Quote every one of the entries below word for word, omitting the pictures.

--- Rows ---

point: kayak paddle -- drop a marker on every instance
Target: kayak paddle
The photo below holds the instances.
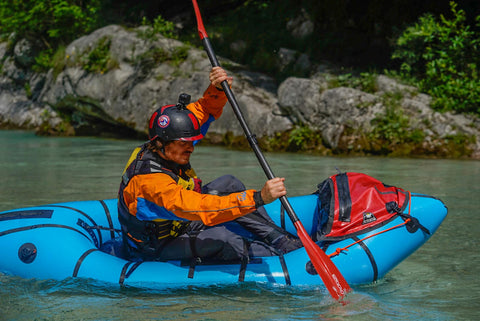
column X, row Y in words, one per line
column 331, row 276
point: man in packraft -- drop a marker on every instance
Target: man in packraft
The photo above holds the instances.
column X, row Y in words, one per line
column 166, row 213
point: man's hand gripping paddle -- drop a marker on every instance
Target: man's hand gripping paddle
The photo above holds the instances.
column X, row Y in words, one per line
column 331, row 277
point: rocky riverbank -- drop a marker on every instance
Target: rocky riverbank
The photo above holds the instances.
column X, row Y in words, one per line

---

> Complete answer:
point: kayak paddle -- drop a marker on every instance
Target: kayak paddle
The photo below holds the instances.
column X, row Y in words, one per line
column 331, row 276
point: man in packraft -- drop a marker on every instance
Target: man in packraft
The photo above holds the instances.
column X, row Y in words, one per line
column 166, row 213
point: man's hand gripping paddle -- drop a marker on every instance
Target: man's hand gripping paddle
The photo above holds the instances.
column X, row Y in words, one per line
column 331, row 277
point: rocky riverbank -- drop a marker on every instance
Target: rocky riverbank
The photo above holds the instances.
column X, row Y in words, one per line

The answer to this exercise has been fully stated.